- _Task prompt_
Return each line of the entries below that contains the word "woman".

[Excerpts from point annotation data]

━━━━

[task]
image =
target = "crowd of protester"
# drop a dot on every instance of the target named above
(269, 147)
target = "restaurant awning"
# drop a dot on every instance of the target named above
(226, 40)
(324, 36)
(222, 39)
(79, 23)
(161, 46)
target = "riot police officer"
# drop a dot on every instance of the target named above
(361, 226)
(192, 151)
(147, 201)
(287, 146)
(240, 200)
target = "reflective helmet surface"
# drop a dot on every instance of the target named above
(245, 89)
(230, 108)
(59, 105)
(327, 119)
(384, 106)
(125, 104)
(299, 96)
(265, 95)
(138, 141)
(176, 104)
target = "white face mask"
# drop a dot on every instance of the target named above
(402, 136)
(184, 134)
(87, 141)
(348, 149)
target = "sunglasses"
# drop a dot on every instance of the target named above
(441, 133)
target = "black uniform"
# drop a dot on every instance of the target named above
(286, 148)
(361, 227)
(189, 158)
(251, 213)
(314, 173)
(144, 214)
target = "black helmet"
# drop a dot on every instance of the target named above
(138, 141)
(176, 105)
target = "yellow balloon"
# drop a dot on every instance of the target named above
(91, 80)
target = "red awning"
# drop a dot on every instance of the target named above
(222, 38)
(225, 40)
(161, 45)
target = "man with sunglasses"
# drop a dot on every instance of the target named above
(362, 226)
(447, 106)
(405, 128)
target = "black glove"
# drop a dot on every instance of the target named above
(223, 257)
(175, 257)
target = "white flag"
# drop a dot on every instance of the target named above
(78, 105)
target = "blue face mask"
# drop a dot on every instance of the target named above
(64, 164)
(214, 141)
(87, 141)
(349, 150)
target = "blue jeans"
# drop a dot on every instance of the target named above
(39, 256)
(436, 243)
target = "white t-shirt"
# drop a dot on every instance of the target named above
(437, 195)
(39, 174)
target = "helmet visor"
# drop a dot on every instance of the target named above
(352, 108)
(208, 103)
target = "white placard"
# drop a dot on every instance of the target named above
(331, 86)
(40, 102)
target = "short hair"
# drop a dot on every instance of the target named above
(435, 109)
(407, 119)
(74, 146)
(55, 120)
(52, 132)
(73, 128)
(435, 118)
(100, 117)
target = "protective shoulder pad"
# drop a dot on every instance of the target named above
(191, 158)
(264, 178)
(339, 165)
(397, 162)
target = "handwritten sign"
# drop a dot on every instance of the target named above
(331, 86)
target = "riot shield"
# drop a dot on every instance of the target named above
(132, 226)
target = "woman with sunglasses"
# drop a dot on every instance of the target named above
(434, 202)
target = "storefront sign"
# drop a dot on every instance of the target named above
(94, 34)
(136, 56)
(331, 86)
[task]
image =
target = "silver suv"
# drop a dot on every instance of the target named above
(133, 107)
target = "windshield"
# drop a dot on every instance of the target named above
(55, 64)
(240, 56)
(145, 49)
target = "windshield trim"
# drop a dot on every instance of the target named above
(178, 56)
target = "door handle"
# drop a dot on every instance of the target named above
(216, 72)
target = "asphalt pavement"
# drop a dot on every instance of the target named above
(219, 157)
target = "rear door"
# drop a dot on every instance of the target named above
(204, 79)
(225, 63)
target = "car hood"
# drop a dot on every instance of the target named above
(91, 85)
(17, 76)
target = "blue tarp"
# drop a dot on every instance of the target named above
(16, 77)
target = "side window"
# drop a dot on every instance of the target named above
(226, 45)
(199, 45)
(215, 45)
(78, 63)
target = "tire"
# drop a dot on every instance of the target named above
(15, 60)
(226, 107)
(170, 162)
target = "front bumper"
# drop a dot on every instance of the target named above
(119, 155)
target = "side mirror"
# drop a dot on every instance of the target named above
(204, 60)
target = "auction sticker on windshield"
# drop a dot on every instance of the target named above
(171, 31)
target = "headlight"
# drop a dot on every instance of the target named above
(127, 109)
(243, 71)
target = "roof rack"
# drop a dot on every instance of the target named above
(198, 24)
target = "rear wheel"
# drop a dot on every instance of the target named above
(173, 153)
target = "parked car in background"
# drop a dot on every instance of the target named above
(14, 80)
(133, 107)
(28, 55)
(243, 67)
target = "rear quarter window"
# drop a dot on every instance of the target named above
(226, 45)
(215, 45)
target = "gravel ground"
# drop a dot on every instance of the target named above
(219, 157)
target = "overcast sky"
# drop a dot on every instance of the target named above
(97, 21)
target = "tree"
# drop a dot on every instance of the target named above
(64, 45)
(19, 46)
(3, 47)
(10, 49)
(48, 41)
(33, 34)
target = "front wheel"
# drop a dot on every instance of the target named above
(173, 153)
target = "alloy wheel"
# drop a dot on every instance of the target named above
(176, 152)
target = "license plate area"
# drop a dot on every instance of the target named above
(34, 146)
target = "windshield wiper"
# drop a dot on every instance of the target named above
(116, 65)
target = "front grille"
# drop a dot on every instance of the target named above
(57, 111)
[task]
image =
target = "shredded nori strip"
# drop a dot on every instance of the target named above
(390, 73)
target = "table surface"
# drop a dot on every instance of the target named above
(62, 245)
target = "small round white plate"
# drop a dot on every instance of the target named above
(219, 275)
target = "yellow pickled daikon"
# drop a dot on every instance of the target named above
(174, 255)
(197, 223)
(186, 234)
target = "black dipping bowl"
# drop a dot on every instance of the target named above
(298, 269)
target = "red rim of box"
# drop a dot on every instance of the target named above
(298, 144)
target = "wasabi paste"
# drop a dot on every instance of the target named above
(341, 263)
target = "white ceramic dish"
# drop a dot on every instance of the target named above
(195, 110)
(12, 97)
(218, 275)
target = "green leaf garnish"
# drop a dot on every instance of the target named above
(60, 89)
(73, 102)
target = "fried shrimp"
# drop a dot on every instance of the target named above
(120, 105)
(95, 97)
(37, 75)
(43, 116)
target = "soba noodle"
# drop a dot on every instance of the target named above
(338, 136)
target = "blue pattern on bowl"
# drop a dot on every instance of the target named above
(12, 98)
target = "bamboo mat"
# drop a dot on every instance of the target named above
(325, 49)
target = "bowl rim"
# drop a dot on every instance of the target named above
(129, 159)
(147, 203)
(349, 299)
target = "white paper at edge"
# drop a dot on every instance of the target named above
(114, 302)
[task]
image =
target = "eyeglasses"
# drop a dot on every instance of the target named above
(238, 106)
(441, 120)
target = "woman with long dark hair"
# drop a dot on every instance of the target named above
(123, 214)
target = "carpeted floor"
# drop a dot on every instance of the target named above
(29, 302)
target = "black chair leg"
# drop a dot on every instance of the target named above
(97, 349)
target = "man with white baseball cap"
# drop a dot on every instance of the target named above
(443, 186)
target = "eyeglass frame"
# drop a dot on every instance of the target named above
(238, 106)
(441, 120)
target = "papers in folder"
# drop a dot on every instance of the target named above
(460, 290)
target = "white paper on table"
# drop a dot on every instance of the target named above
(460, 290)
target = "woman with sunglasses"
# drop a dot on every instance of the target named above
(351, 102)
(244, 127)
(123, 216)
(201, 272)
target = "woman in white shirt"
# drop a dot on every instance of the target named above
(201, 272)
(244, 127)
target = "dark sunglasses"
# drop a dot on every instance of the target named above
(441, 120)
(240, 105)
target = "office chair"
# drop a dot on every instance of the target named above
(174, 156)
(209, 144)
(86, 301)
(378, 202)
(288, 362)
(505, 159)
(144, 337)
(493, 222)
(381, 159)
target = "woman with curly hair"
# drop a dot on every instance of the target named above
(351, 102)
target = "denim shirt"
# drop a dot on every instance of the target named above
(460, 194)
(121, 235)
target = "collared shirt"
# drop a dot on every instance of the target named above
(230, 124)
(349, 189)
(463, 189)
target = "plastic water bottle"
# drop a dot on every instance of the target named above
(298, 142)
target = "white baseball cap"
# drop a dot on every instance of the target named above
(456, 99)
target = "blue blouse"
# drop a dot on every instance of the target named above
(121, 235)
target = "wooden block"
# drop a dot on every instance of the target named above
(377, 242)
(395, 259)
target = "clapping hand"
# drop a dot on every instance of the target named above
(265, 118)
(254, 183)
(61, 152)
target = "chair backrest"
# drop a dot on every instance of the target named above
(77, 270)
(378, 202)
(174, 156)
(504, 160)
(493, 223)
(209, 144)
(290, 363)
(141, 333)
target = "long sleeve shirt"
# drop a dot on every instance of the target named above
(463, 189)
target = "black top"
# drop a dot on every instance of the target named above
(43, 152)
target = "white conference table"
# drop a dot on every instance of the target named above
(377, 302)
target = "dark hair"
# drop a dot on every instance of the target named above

━━━━

- _Right answer_
target = "woman with sunglasses"
target = "woman with long dark hair"
target = "woman with sunglasses"
target = "woman in white shirt"
target = "woman with curly hair"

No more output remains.